Innovative thinking turns accident into opportunity
Many of today's most well-known inventions were simply mistakes made by scientists on an alternative quest. Such is the case with a household name created by 3M chemist Patsy Sherman: Scotchgard™.

Sherman was assigned to develop a rubber material that would resist deterioration from jet aircraft fuels. One day in 1953, a lab assistant spilled some of Sherman's chemicals on her new white canvas tennis shoes. Nothing worked to clean off the drops. While the rest of the shoe became dirty and stained, one spot remained clean. Sherman and fellow 3M chemist Samuel Smith saw an opportunity, and several years later, nailed down an application for that accidental spill — the development of a fluorochemical polymer that could repel oil and water from fabrics. This invention became known as Scotchgard™.

Eventually 3M would have about 40 products in the Scotchgard™ family, with Sherman holding 16 U.S. patents, sharing 13 of those with Smith. Another one of Sherman's patents is for the first "optical brightener" that let detergent makers brag their soap-washed clothes were "whiter than white."

Stubbornness leads to career in science
Sherman was born Patsy O'Connell on Sept. 15, 1930. In high school during the late 1940s, Sherman refused to accept the results of an aptitude test for girls that indicated her best career choice was "housewife." She wanted a career and didn't want to spend her time studying in college only to end up at home. She insisted she be allowed to take the test given to boys, which indicated she should be a dentist or scientist.

A career in science intrigued her. Sherman graduated in 1948 from Minneapolis North High School. In 1952, she became the first female to graduate with a B.S. in chemistry and mathematics from Gustavus Adolphus College in St. Peter, Minn. She took a "temporary" job at 3M, working on a contract to develop new fuel lines for jet aircraft using fluorochemicals. Women hired to do laboratory work in those days were considered temporary employees because it was assumed they'd get married, have children and leave. Sherman did marry (her husband, Hubert, died in 1996) and have children, but she ended up working her entire career for 3M, becoming manager of technical development and retiring in 1992. Sherman was the first woman inducted into 3M's prestigious Carlton Society in 1974, which honors the company's top scientists. She was named to the Minnesota Inventors Hall of Fame in 1989 and to the National Inventors Hall of Fame in 2001.

Sherman received many other honors during her career.

Sherman died on Feb. 11, 2008 at age 77. Her love of science lives on in both of her daughters, who also chose careers in science: Sharilyn is a 3M chemist and Wendy is a biologist who owns a precision optics company.

The area of fluorochemistry has received a lot of concern in the last two decades. In 2000, 3M announced it would phase out the use of perfluorochemicals (PFCs), formerly used in Scotchgard™ and other products. 3M still sells Scotchgard™ using a different formula.

-*-

= Exercise requirements =
Could you write out the Patsy Sherman text again, starting with "The area of" and going on through "a different formula.", substituting "twenty years" for "two decades"?

-*-

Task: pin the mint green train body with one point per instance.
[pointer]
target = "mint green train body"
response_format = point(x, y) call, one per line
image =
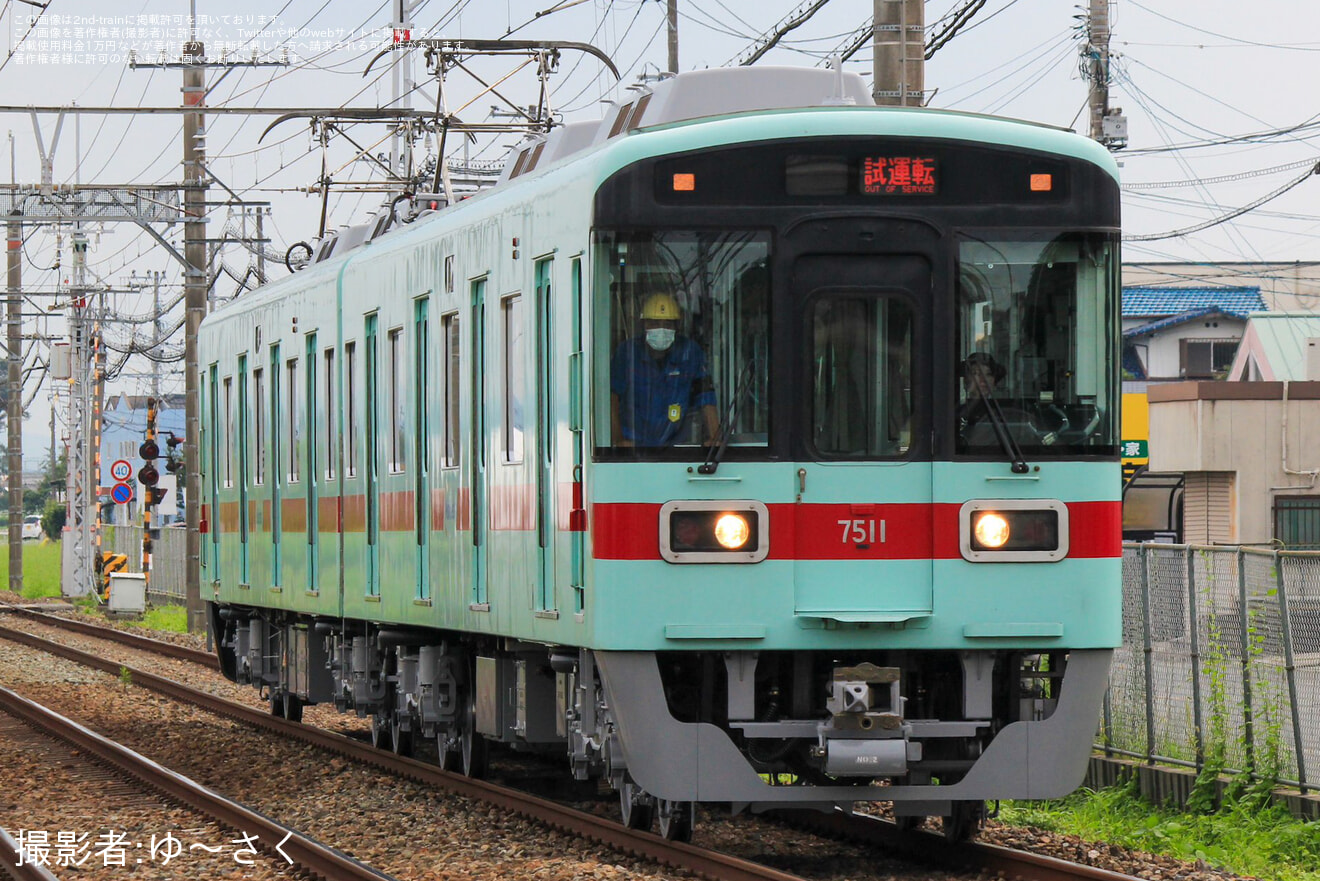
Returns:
point(504, 609)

-*-

= Your solution =
The area of fluorochemistry has received a lot of concern in the last twenty years. In 2000, 3M announced it would phase out the use of perfluorochemicals (PFCs), formerly used in Scotchgard™ and other products. 3M still sells Scotchgard™ using a different formula.